:: Data in this exercise

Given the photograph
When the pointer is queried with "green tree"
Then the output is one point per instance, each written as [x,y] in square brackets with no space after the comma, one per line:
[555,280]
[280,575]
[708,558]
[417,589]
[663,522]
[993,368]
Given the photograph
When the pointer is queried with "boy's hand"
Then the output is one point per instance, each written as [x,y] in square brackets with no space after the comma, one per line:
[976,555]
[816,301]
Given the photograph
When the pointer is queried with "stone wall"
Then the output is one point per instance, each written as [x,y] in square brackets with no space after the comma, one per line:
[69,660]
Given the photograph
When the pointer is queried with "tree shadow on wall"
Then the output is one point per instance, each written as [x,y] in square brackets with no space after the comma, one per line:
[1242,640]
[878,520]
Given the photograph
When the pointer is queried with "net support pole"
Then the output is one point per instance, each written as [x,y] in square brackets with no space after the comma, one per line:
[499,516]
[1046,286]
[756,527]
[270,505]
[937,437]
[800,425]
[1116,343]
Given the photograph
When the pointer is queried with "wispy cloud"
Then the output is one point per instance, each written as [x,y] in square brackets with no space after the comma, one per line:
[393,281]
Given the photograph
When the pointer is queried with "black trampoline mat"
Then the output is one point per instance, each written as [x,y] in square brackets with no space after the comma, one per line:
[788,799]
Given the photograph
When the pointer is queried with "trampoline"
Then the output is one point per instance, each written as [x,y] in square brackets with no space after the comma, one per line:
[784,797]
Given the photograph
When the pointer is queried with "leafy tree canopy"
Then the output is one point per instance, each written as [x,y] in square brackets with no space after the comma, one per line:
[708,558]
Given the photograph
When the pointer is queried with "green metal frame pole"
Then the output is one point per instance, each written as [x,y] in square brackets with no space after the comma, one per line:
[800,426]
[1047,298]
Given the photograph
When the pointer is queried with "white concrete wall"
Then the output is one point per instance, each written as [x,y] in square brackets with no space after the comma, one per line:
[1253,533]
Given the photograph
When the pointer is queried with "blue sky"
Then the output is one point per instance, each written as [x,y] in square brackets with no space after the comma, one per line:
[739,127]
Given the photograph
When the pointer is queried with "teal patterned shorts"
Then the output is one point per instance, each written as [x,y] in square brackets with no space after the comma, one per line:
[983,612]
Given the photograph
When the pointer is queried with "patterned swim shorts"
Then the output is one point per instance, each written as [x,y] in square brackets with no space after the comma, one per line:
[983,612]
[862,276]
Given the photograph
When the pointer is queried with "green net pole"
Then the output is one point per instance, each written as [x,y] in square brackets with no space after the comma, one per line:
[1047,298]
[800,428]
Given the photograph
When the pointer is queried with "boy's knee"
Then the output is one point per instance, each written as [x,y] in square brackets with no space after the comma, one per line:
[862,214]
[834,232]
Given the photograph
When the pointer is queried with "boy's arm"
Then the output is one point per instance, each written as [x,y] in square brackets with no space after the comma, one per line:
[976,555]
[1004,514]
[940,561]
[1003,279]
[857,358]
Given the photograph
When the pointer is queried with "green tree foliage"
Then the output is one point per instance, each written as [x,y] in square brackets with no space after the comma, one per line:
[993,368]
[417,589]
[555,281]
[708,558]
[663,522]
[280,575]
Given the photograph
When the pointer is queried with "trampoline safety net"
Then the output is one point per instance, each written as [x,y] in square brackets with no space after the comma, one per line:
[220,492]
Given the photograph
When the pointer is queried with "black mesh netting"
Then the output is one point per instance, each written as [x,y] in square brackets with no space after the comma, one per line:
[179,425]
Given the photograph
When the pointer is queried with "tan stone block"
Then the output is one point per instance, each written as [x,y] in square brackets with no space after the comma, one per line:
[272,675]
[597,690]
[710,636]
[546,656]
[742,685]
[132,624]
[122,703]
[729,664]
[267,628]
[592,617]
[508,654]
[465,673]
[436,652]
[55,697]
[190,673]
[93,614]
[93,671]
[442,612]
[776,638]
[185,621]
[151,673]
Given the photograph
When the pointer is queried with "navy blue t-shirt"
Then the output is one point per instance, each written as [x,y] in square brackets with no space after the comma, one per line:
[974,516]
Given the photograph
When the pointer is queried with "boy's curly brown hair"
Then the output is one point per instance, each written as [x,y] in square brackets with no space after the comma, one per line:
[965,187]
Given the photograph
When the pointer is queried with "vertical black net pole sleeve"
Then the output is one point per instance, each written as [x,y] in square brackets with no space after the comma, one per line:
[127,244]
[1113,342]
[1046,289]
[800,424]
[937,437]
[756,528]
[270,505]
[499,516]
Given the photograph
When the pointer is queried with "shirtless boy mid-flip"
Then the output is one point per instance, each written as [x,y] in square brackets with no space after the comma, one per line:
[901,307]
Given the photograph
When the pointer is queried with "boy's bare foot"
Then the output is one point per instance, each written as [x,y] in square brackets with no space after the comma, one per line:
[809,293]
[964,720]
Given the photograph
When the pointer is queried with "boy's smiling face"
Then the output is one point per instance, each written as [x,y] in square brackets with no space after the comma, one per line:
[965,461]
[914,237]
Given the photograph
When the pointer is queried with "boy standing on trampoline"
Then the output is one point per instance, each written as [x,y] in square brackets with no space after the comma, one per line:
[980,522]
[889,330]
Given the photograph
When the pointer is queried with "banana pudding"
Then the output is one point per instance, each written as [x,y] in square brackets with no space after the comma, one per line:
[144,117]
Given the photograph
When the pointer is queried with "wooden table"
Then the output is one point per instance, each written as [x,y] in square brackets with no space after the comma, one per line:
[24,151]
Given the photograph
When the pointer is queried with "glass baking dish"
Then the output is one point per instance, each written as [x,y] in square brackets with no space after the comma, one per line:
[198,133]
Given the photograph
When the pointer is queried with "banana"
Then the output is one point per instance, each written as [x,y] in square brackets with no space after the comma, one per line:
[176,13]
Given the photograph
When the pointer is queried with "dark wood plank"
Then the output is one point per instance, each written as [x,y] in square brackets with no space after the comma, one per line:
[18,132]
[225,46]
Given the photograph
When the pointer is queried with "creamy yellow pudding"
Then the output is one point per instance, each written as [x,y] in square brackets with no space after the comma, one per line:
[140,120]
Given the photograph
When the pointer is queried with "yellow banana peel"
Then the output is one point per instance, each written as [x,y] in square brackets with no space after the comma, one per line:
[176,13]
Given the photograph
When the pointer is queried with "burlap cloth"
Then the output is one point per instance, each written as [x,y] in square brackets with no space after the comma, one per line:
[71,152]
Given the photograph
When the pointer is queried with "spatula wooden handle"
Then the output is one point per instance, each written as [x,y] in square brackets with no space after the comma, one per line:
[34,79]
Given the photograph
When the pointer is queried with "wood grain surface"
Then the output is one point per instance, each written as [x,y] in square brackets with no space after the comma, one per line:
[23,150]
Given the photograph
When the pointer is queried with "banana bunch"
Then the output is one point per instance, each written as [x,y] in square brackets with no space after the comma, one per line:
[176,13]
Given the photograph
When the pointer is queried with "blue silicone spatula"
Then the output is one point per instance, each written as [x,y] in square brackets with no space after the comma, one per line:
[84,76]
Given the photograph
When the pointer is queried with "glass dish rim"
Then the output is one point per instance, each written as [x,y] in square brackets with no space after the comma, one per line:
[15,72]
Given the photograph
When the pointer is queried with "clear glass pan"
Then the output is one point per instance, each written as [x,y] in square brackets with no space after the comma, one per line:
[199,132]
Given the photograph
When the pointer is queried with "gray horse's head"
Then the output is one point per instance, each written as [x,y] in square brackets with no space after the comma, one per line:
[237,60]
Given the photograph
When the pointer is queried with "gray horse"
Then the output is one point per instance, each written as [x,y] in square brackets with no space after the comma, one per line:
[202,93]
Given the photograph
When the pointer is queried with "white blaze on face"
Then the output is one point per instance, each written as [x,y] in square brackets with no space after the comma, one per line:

::::

What is asked — Set every line of the listing down word for word.

The output —
Given the photograph
When the pointer is queried with "green tree"
Then the output is one point per instance, each written as [x,y] in square brackets with no space after the comma, one per line:
[555,280]
[280,575]
[708,558]
[417,589]
[663,522]
[993,368]
Given the photograph
When the pointer is queried with "boy's hand"
Then the output is one point per instance, each written as [x,y] in square brackets with no space after the comma, one per line:
[976,555]
[816,301]
Given the photograph
When the pointer is queried with "stone wall"
Then the output is one point per instance, each written as [x,y] in square brackets with no space after the comma, one per line:
[69,660]
Given the photograph
When the pointer is queried with "tree shadow on wall"
Then the output is one point per instance, each written as [x,y] in square brackets with no space after the comma, one per line:
[1242,640]
[878,520]
Given the photograph
When the pointer is queried with "net support pole"
Then the output is one point per instance, each written as [x,y] in square brackets with no space after the comma, one per line:
[499,516]
[1046,286]
[756,527]
[270,505]
[937,437]
[800,425]
[1116,343]
Given the photograph
When the pointer is queried with "wispy cloud"
Then the output is one point per instance, each written as [x,y] in square brackets with no space after the comma, one per line:
[393,281]
Given the photograph
When the pointer is queried with "black trampoline mat"
Then the output is one point per instance, each written as [x,y] in square brackets with no space after the comma, one per line:
[788,799]
Given the photograph
When the pointer is queried with "trampoline"
Then the output is one point per instance, each written as [x,y] in square brackets with no space after the comma, one per line:
[784,797]
Given the photograph
When the pointer is queried with "leafy tree canopy"
Then the output is one point per instance, each written as [x,y] in square brackets with no space after the comma, one per line:
[708,558]
Given the photograph
When the pointer is queried with "green metal frame pole"
Then the output is one point per instance, each written as [x,y] in square brackets with no space after the comma, one per line:
[800,426]
[1047,298]
Given the photograph
When the pointer is queried with "white concrete wall"
Then the output is one point per instance, each written as [x,y] in square brackets with no space after the comma, one per line:
[1253,533]
Given the photograph
When the pointer is queried with "blue sky"
Then the output is one point per instance, each written as [x,y] in square brackets with no space after the comma, one per line:
[739,127]
Given the photograph
When the pointer is queried with "teal patterned shorts"
Then the output is one point per instance, each written as [x,y] in square brackets with no space after the comma, one per line:
[983,612]
Given the photograph
When the pointer is queried with "patterned swim shorts"
Then the output is one point per instance, each written as [x,y] in square brackets with no space after the comma, one per line:
[983,612]
[862,276]
Given the photograph
When the pointer is queried with "green net pole"
Then the output is one point per instance, each written as [x,y] in square brackets with no space after the comma, one per line:
[1047,298]
[800,428]
Given the photograph
When the pointer is queried with "boy's knee"
Then the output is one point per instance, each written as [x,y] in square brackets with no space after the comma, one per line:
[862,214]
[834,232]
Given the photograph
When the pointer is queried with "boy's arm"
Then the output is one point per instance, each written as [x,y] in square brackets with no space after the comma, one per line:
[976,555]
[1004,514]
[940,561]
[1003,279]
[857,358]
Given the photograph
When the pointer is queried with "green tree foliage"
Then the output is one point per instance, each written as [x,y] in square brackets with no space after the comma, one per line:
[993,368]
[417,589]
[555,281]
[708,558]
[663,522]
[280,575]
Given the photograph
When the pointer is queried with "trampoline safety net"
Then the output is one point per instance, each written as [x,y] in square brackets with no space after the comma, one per line:
[220,492]
Given the photograph
When the pointer is queried with "black mesh netting"
Then the output is one point per instance, each written as [x,y] in square brackets with no space after the comma, one per line:
[179,425]
Given the photograph
When the pointer is queried with "tan stone block"
Then the output is one point per instance, each written as [x,y] in square brackets with no space after the comma, one per line:
[272,675]
[597,690]
[710,636]
[546,656]
[742,685]
[132,624]
[122,703]
[729,664]
[267,628]
[592,617]
[508,654]
[465,673]
[436,652]
[55,697]
[190,673]
[93,614]
[93,671]
[442,612]
[776,638]
[185,621]
[151,673]
Given the photograph
When the pointer is queried with "navy blue t-shirt"
Then the output is one point per instance, each written as [x,y] in square brackets with no space after the comma, one per line:
[974,516]
Given the photograph
When the pointer is queried with "boy's curly brown hair"
Then the output is one point per instance, each written as [x,y] in square brackets with no space after the comma, one per line:
[965,187]
Given the photograph
When the pointer is queried with "vertical black net pole sleeve"
Then the output is one point per instance, each written as [x,y] in square brackets with no space after the comma, one per line:
[127,244]
[1113,342]
[1046,289]
[800,424]
[937,437]
[756,528]
[270,505]
[499,516]
Given the photograph
When the pointer is queried with "shirtless boy mid-flip"
Then the output is one point per instance, each written as [x,y] in square brackets with no space after the comma, one per line:
[901,307]
Given the photograph
When the pointer is queried with "boy's bare foot"
Then the output is one point per instance, each written as [x,y] in square brackets with no space after the comma, one per line:
[809,293]
[964,720]
Given the photograph
When the pointer is queried with "boy's smiling face"
Then the output is one point per instance, each written as [x,y] in square brackets with no space after the comma, one per line:
[965,461]
[914,237]
Given the photograph
When the pointer is queried with "boy standing on trampoline"
Then the output is one point per instance, each written as [x,y] in square brackets with no space after the comma, one per line:
[980,522]
[889,330]
Given the photograph
When the pointer is queried with "banana pudding"
Then the output is one point per instance, each written as [x,y] in square brackets with no space after the comma, one per line:
[144,117]
Given the photograph
When the pointer is queried with "wooden table"
Then the output is one point per instance, each written as [x,y] in square brackets with no space after the comma, one per line:
[24,151]
Given the photograph
When the pointer is queried with "glass baking dish"
Then the output is one point per instance, each written as [x,y] in square brackets with no space after the comma, one per line:
[198,133]
Given the photograph
When the pointer is queried with "banana"
Then the output is one point per instance, each written as [x,y] in square brackets with no space after the comma, one per line:
[176,13]
Given the photograph
When the pointer is queried with "dark wood plank"
Then the output is one point per instance, each written as [x,y] in square brackets with no space after the comma, one per line:
[18,132]
[225,46]
Given the photograph
When the pointer is queried with "creamy yellow pudding"
Then the output is one point per instance, each written as [x,y] in square brackets with no space after the comma, one per line:
[140,120]
Given the photograph
When the pointer is queried with "yellow banana peel"
Then the output is one point per instance, each written as [x,y] in square brackets with no space after the comma, one per line:
[176,13]
Given the photograph
When the pointer is queried with "burlap cloth"
Then the output is one point per instance, each written as [x,y] in square brackets with no space after the comma, one per line:
[71,152]
Given the photograph
When the pointer is queried with "spatula wooden handle"
Then the output is one point per instance, each written as [x,y] in square brackets with no space after the comma, one per line:
[34,79]
Given the photograph
When the pointer is queried with "wood grain surface"
Then the output is one point per instance, each written as [x,y] in square brackets with no space after the comma, one per line:
[23,150]
Given the photograph
When the pointer is queried with "banana bunch"
Then the output is one point per instance, each written as [x,y] in square brackets with no space after the comma, one per line:
[176,13]
Given the photograph
When the pointer is queried with "blue silicone spatula"
Then the output is one point per instance, each written as [x,y] in square brackets with no space after the comma, one per line:
[84,76]
Given the photograph
When the pointer is queried with "glass dish rim"
Then the output is one point per instance, each written as [x,y] in square brackets with no space after the comma, one per line:
[15,72]
Given the photograph
When the pointer is queried with "clear glass pan"
Then the output is one point per instance, each written as [x,y] in square brackets with no space after the comma, one per line:
[199,132]
Given the photograph
When the pointer is queried with "gray horse's head"
Then the output is one point per instance, each written as [x,y] in square brackets with no space after the comma, one per line:
[237,60]
Given the photograph
When the pointer is queried with "gray horse"
Then the output is one point per instance, each written as [x,y] in square brackets with no space after the comma, one per line:
[202,93]
Given the photograph
When the pointer is queried with "white blaze on face"
Then the output is one point per instance, each written as [x,y] in square brackets with no space after the comma, one per line:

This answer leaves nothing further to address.